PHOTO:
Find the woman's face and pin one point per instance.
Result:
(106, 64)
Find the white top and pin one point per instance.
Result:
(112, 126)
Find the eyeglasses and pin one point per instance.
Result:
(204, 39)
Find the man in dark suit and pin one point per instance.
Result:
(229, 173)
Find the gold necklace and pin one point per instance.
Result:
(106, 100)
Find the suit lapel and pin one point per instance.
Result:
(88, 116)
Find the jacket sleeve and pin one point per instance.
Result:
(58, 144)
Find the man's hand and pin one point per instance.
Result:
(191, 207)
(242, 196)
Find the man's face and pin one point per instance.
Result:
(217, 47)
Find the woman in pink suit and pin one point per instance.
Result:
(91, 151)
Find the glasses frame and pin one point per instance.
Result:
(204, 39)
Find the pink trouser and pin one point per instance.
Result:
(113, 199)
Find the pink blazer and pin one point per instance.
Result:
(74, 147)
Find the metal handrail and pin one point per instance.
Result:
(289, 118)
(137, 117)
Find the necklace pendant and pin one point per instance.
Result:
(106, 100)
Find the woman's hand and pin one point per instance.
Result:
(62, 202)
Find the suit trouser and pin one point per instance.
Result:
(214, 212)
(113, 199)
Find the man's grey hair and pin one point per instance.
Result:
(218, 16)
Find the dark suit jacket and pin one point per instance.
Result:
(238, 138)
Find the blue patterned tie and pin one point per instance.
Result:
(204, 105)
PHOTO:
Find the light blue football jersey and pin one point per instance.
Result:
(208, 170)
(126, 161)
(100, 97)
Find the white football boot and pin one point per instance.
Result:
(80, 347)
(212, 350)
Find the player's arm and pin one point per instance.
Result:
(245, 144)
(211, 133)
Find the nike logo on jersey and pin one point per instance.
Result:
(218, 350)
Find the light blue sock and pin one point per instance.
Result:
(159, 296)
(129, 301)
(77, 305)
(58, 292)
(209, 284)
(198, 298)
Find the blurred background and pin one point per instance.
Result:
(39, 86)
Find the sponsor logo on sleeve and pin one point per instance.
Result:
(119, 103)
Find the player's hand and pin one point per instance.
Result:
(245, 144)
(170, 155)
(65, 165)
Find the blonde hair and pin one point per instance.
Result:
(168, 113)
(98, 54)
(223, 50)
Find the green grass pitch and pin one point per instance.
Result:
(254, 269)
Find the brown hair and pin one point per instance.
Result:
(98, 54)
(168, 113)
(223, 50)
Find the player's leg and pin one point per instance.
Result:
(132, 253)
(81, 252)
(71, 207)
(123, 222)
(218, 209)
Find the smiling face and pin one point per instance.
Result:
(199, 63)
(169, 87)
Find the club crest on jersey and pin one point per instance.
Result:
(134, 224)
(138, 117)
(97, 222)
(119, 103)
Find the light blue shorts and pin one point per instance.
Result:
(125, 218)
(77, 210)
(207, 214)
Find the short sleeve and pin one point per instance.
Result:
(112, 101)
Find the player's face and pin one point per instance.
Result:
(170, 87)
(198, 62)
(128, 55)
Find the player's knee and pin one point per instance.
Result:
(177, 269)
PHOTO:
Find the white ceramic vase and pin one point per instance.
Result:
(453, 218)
= = =
Every line above that holds "player" should be tallied; answer with the total alone.

# Solution for this problem:
5